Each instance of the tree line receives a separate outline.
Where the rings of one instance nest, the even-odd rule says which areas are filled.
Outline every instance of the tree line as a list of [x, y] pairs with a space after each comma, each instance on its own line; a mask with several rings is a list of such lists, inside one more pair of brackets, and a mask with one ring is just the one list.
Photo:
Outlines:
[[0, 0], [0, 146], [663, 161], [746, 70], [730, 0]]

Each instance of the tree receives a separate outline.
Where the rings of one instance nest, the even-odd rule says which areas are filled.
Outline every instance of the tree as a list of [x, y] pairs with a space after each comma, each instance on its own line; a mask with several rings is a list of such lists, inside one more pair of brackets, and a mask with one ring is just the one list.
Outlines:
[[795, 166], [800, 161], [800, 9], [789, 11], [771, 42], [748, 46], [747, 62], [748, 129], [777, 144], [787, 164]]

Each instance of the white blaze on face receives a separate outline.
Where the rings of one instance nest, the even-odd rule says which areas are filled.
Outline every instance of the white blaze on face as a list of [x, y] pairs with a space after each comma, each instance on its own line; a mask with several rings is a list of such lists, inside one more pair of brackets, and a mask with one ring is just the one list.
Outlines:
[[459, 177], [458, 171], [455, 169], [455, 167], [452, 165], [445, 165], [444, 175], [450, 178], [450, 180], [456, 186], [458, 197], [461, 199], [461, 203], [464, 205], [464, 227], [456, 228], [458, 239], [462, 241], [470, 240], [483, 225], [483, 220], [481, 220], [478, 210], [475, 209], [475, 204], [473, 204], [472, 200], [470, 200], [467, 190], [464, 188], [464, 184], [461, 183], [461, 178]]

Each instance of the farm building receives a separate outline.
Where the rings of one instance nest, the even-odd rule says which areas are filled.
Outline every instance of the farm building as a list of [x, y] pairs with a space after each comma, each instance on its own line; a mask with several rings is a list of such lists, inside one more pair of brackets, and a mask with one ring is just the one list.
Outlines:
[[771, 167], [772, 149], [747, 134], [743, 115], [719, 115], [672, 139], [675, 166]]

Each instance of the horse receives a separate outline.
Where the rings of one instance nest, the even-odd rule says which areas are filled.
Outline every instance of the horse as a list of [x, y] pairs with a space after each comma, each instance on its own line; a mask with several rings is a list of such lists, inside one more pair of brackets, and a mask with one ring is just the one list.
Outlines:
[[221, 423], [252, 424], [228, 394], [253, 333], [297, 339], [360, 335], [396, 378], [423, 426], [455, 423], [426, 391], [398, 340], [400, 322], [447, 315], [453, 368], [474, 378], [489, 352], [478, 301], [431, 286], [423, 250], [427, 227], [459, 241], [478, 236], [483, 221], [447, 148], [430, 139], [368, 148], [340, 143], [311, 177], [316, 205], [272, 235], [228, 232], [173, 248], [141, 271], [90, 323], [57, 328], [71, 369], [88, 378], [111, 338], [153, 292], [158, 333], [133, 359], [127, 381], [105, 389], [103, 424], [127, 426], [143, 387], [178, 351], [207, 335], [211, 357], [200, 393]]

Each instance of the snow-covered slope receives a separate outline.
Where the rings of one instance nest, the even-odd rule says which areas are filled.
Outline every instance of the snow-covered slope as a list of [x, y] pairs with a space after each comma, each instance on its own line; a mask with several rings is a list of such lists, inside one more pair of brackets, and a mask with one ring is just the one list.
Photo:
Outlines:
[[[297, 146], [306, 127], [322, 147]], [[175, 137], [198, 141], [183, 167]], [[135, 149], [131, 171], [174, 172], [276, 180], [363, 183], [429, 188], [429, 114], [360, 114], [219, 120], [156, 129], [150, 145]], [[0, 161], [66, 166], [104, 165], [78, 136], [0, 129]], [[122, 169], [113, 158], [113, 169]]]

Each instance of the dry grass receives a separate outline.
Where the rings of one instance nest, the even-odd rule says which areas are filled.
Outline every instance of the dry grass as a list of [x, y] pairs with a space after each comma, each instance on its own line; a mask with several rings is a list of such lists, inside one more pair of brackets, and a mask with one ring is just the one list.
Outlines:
* * *
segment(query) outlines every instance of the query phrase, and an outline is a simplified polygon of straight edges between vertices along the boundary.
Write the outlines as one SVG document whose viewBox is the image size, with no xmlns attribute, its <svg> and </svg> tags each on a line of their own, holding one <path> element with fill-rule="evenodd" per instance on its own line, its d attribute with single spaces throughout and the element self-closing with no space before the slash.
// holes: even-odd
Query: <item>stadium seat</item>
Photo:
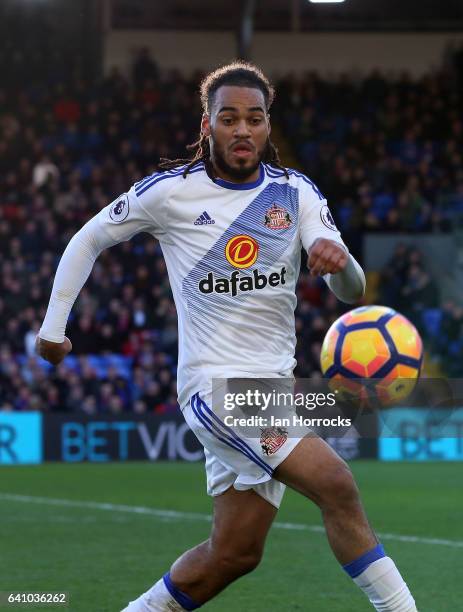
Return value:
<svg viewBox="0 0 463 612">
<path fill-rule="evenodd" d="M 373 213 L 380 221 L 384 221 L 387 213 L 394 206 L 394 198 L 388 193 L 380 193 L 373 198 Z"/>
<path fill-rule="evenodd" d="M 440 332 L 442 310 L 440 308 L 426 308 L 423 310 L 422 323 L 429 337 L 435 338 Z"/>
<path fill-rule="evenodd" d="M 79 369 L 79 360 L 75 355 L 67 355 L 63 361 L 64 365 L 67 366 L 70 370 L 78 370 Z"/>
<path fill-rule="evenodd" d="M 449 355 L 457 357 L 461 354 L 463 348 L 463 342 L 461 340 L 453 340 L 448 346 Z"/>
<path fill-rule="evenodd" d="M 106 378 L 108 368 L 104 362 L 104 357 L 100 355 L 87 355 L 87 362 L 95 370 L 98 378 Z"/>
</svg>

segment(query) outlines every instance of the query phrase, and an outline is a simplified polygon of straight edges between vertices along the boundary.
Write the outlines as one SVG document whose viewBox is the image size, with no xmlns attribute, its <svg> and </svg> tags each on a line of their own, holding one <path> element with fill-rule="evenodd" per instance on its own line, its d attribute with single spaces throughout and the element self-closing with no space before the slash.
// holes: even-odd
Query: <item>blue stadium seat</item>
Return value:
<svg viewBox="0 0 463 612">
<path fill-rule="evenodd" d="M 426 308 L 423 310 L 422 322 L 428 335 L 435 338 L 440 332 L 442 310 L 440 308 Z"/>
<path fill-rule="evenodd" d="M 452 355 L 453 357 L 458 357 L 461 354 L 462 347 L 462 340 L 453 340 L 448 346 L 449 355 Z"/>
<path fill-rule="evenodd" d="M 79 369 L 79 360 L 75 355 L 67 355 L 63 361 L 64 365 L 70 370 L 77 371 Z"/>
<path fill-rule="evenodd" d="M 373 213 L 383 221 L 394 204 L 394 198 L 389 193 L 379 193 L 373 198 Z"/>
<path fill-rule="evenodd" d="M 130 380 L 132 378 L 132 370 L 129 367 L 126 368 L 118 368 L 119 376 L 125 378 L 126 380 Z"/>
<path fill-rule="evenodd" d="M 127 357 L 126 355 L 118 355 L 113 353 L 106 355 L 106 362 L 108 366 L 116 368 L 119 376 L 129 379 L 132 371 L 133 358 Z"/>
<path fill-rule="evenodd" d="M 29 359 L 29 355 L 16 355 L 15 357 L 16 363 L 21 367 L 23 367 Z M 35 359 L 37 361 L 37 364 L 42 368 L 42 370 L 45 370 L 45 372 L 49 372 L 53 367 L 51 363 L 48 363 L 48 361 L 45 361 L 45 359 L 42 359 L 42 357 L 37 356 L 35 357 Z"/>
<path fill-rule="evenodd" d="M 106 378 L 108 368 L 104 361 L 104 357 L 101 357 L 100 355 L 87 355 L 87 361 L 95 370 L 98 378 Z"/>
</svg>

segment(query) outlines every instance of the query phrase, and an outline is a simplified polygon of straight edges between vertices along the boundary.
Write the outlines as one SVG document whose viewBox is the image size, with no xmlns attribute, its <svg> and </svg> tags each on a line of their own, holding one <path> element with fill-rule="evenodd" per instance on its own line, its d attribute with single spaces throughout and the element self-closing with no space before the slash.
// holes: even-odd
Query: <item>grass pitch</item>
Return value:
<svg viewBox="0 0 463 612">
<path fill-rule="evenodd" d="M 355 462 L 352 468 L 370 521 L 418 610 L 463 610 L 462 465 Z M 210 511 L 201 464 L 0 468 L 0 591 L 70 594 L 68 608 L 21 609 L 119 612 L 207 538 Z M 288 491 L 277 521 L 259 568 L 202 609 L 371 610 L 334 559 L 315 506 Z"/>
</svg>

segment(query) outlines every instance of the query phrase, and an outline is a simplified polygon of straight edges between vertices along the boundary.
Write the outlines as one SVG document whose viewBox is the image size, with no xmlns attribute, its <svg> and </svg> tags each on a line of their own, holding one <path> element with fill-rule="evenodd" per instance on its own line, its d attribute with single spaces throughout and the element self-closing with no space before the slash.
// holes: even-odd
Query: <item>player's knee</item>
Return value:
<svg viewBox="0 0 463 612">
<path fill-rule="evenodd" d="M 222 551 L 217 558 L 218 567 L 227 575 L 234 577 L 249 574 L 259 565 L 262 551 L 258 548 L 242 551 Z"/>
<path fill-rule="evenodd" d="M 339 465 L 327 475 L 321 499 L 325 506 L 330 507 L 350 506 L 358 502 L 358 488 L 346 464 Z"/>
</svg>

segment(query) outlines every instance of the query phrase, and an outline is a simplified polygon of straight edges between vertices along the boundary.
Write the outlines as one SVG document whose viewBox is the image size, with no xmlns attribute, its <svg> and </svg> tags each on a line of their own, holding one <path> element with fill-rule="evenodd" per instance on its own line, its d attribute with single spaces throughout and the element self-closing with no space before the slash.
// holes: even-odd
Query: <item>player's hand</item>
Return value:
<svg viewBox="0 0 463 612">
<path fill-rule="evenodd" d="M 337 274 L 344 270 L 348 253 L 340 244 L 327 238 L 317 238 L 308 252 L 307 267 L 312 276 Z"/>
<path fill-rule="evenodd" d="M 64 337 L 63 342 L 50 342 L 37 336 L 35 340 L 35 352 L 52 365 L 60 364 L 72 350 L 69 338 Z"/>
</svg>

■ **Exercise aim**:
Where a line of the listing holds "slope", show that line.

■ **Result for this task**:
Each instance of the snow-covered slope receives a separate outline.
Outline every instance of the snow-covered slope as a list of [x, y] pairs with a space after each comma, each instance on its own line; a mask with several rings is a list of such lists, inside one more pair of brackets, and a mask with one ring is just the one list.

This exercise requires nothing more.